TEXT BLOCK
** BEGIN **

Sunday, April 26, 2015

Terrier Work, Part 7 -- Early Organized Terrier Work

As the 19th Century closed, more terrier breeds were added to the Kennel Club roster

The Bedlington Terrier, the Fox Terrier and the Dandie Dinmont had been recognized by the Kennel Club since 1873. The Yorkshire Terrier was designated a breed by the Kennel Club in 1886 (formerly it was a type of Scotch Terrier), as was the Welsh Terrier.

The West Highland White Terrier was recognized by the Kennel Club in 1907, the Sealyham Terrier in 1910, the Cairn Terrier in 1912. In 1920 the Border Terrier was accepted at Kennel Club shows, the same year as the Kerry Blue. The Lakeland was embraced in 1931, the Norwich in 1932. The Staffordshire Bull Terrier joined the growing rank of Kennel Club terriers in 1935, the Bull Terrier in 1939.

In 1902, Arthur Heinemann, a young journalist born in America and of Jewish extraction, found the Devon and Summerset Badger Club. Heinemann claimed his dogs were directly descended from John Russell’s kennel, but there is considerable reason to doubt the assertion.

Heinemann was born in 1871, the year Russell gave up his hounds for the last time, and he was just 12 when Russell died. At the time of his death, Russell had just four ancient terriers left — "Rags", "Sly", "Fuss" and "Tinker".

** END **

DATASET EXTRACT
** BEGIN **

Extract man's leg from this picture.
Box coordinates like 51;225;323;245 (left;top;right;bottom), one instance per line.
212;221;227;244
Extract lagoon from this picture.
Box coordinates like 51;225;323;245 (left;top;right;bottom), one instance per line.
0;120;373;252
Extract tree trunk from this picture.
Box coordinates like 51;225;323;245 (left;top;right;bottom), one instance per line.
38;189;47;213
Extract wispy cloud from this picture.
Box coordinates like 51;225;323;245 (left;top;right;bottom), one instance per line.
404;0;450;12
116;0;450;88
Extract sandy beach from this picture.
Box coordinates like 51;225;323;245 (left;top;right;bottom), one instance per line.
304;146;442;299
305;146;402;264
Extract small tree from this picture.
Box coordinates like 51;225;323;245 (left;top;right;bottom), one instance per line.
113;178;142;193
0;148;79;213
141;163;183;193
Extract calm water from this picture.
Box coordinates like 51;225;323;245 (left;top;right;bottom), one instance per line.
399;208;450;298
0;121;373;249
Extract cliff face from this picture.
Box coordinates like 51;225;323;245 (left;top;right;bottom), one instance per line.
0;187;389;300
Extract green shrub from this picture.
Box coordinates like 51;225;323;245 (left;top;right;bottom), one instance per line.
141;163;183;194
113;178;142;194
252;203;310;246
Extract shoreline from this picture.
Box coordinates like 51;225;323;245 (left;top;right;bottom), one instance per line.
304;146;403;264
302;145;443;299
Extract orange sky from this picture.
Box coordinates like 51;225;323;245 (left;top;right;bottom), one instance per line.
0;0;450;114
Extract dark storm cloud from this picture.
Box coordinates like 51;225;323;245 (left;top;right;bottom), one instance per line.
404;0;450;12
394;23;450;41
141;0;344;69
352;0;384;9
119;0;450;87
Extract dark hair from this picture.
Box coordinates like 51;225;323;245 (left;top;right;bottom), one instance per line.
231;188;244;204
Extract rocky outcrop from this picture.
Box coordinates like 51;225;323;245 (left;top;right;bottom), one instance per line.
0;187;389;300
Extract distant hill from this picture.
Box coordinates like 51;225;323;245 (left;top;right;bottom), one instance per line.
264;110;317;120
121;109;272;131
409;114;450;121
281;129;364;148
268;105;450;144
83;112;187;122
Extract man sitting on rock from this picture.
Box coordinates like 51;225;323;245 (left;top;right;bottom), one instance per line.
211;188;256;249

** END **
** BEGIN **

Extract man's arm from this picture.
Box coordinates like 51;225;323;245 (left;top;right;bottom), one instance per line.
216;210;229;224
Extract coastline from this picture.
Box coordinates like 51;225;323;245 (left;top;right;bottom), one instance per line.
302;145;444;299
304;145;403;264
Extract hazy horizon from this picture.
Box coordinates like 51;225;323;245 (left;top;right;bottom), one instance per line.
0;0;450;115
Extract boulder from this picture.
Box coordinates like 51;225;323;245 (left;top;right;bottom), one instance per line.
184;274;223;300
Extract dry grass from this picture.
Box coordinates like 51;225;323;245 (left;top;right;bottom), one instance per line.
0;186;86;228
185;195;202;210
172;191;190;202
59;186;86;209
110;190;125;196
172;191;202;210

** END **
** BEGIN **

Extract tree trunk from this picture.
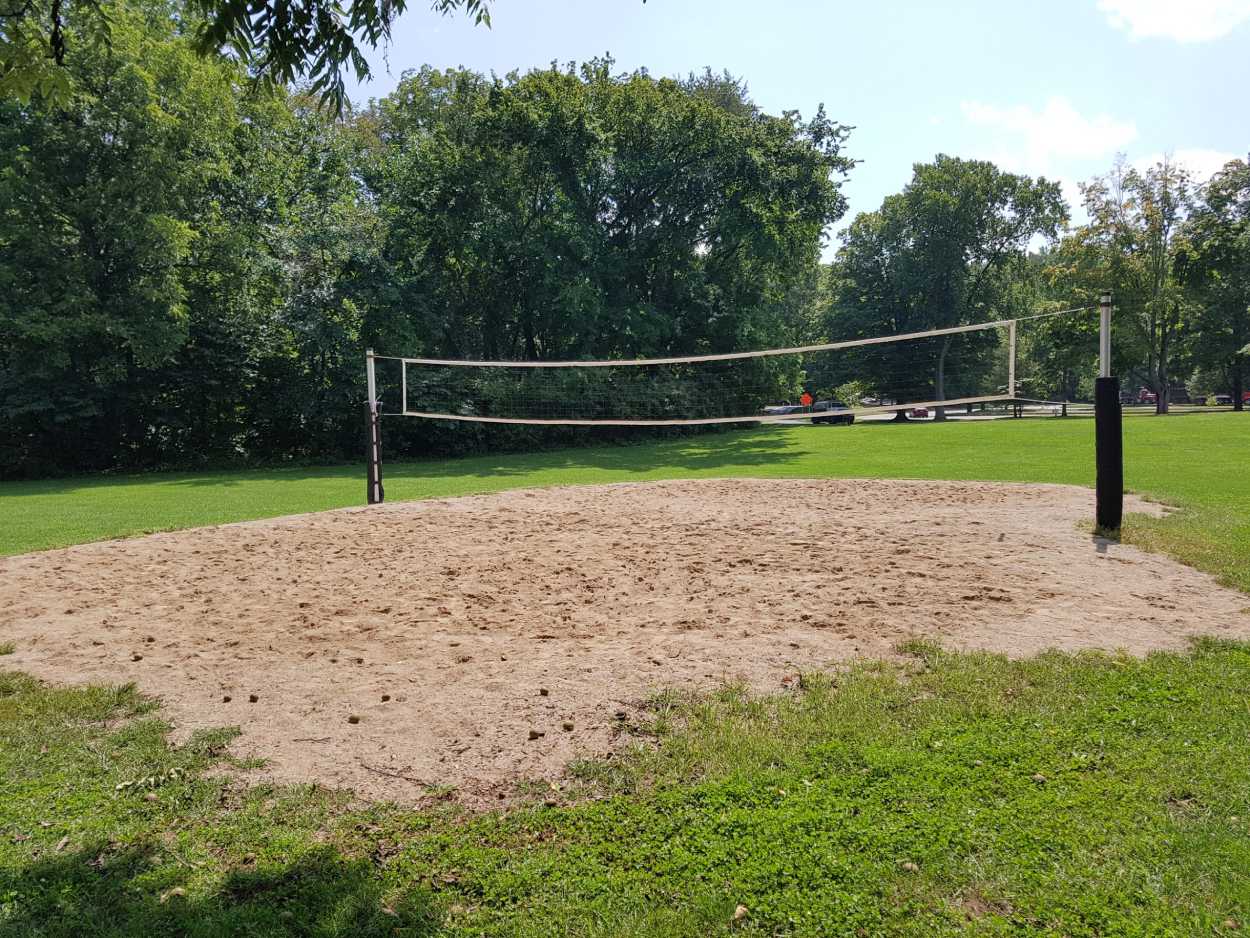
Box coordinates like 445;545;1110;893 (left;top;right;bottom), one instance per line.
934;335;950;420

** END **

YOUR GOAL
Summarize the post on early organized terrier work in two sentences.

SOLUTION
From the late 19th century into the 20th, the Kennel Club recognized a growing list of terrier breeds, from the Yorkshire and Welsh Terriers in 1886 to the Bull Terrier in 1939. In 1902 Arthur Heinemann established the Devon and Summerset Badger Club and claimed his dogs descended directly from John Russell's kennel, a claim the post doubts because Heinemann was only 12 when Russell died.